**GIVEN EXERCISE**:
Format the lines below as a numbered list, leaving out the blank lines.

────────

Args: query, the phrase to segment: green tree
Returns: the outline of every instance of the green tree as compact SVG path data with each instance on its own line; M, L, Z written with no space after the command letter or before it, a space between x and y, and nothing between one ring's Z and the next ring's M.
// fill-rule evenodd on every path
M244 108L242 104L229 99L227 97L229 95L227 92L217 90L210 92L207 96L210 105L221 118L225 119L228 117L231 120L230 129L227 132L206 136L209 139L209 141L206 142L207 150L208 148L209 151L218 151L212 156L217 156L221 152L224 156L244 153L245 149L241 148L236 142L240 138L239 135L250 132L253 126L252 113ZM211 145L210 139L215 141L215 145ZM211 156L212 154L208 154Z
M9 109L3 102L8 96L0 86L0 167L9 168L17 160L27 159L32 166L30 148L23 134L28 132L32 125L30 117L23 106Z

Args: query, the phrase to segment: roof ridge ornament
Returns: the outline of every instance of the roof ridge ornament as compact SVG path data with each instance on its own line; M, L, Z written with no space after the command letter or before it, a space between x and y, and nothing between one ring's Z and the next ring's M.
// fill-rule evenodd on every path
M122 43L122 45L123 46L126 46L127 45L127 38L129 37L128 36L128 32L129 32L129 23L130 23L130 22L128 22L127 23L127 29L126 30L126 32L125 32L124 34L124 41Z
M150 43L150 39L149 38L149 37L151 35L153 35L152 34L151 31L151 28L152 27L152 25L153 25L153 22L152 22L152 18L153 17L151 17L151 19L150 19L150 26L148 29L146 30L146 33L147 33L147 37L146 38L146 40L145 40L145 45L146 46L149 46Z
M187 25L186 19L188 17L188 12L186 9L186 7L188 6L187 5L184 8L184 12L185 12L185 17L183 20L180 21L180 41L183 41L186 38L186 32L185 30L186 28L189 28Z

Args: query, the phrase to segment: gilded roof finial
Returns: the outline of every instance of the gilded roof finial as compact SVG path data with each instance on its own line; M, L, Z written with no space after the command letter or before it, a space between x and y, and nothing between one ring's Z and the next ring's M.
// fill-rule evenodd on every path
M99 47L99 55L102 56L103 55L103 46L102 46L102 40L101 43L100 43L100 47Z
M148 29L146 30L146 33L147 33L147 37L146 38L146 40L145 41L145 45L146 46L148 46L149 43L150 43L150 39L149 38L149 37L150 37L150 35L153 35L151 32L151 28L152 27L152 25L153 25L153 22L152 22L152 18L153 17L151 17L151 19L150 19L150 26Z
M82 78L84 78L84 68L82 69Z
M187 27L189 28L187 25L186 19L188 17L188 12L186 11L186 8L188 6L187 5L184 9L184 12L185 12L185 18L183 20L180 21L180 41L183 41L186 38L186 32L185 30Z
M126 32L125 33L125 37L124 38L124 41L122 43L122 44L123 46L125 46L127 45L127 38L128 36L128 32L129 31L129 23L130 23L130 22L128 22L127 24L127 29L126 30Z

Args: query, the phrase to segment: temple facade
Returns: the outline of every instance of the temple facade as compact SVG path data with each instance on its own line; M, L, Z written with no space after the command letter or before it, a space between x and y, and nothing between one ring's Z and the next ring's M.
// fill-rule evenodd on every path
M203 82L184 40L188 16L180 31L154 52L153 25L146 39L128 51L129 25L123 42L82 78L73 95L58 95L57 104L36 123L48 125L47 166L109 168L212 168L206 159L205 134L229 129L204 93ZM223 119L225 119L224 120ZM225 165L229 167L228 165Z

────────

**TASK RESULT**:
1. Args: query, the phrase to segment: green tree
2. Returns: the outline of every instance of the green tree as compact SVG path data with each instance on its own line; M, L, Z written with no space after the command letter or before it, a space between x and y, and nothing between one ring's Z and the next ring's M.
3. // fill-rule evenodd on every path
4. M244 108L242 104L229 99L227 97L229 95L227 92L217 90L210 92L207 96L210 105L221 118L225 119L228 117L231 120L230 129L227 132L206 136L209 139L209 141L206 142L207 150L208 148L209 151L218 151L212 156L217 156L221 152L224 156L244 153L245 149L241 148L236 142L240 138L239 135L250 132L253 126L252 113ZM211 145L210 139L215 141L215 145ZM211 156L212 154L208 154Z
5. M9 109L3 102L8 96L0 86L0 167L9 168L17 160L27 159L32 166L30 148L23 134L28 132L32 125L30 117L23 106Z
6. Args: query, the phrase to segment: roof ridge ornament
7. Returns: the outline of every instance of the roof ridge ornament as compact SVG path data with each instance on its own line; M, L, Z written with no space after the command letter or before it, a space between x and y, and nothing between one ring's Z and the next ring's M.
8. // fill-rule evenodd on every path
9. M122 43L122 45L123 46L126 46L127 45L127 38L129 37L128 36L128 32L129 32L129 23L130 23L130 22L128 22L127 23L127 29L126 30L126 32L125 32L124 34L124 41Z
10. M150 43L150 39L149 38L149 37L151 35L153 35L152 34L151 31L151 28L152 27L152 25L153 25L153 22L152 22L152 18L153 17L151 17L151 19L150 19L150 26L148 29L146 30L146 33L147 33L147 37L146 38L146 40L145 40L145 45L146 46L149 46Z
11. M187 25L186 19L188 17L188 12L186 9L186 7L188 6L187 5L184 8L184 12L185 12L185 17L183 20L180 21L180 41L183 41L186 38L186 32L185 30L186 28L189 28Z
12. Args: query, the phrase to segment: gilded roof finial
13. Returns: the outline of every instance of the gilded roof finial as compact SVG path data with each instance on its own line; M, L, Z written with no space after the command letter or before it, a space between x and y, and nothing between one ring's Z and the next ring's M.
14. // fill-rule evenodd on every path
15. M99 47L99 55L102 56L103 55L103 46L102 46L102 40L101 43L100 43L100 47Z
16. M148 29L146 30L146 33L147 33L147 37L146 38L146 40L145 41L145 45L146 46L148 46L149 43L150 43L150 39L149 38L149 37L150 37L150 35L153 35L151 32L151 28L152 27L152 25L153 25L153 22L152 22L152 18L153 17L151 17L151 19L150 19L150 26Z
17. M82 78L84 78L84 68L82 69Z
18. M187 27L189 28L187 25L186 19L188 17L188 12L186 11L186 8L188 6L187 5L184 9L184 12L185 12L185 18L183 20L180 21L180 41L183 41L186 38L186 32L185 30Z
19. M126 32L125 33L125 37L124 38L124 41L122 43L122 44L123 46L125 46L127 45L127 38L128 36L128 32L129 31L129 23L130 23L130 22L128 22L127 24L127 29L126 30Z
20. Args: query, the phrase to segment: temple facade
21. Returns: the outline of every instance of the temple facade as compact SVG path data with each instance on its own line; M, L, Z written with no space after the command letter or before it, a space between x and y, and nothing between one ring's Z and the next ring's M.
22. // fill-rule evenodd on every path
23. M203 82L184 40L188 16L180 31L154 52L153 25L146 39L128 51L129 25L123 42L82 78L73 95L58 95L57 104L36 123L48 125L47 166L109 168L212 168L206 159L205 134L229 129L204 93ZM223 119L225 119L224 120ZM225 165L229 167L228 165Z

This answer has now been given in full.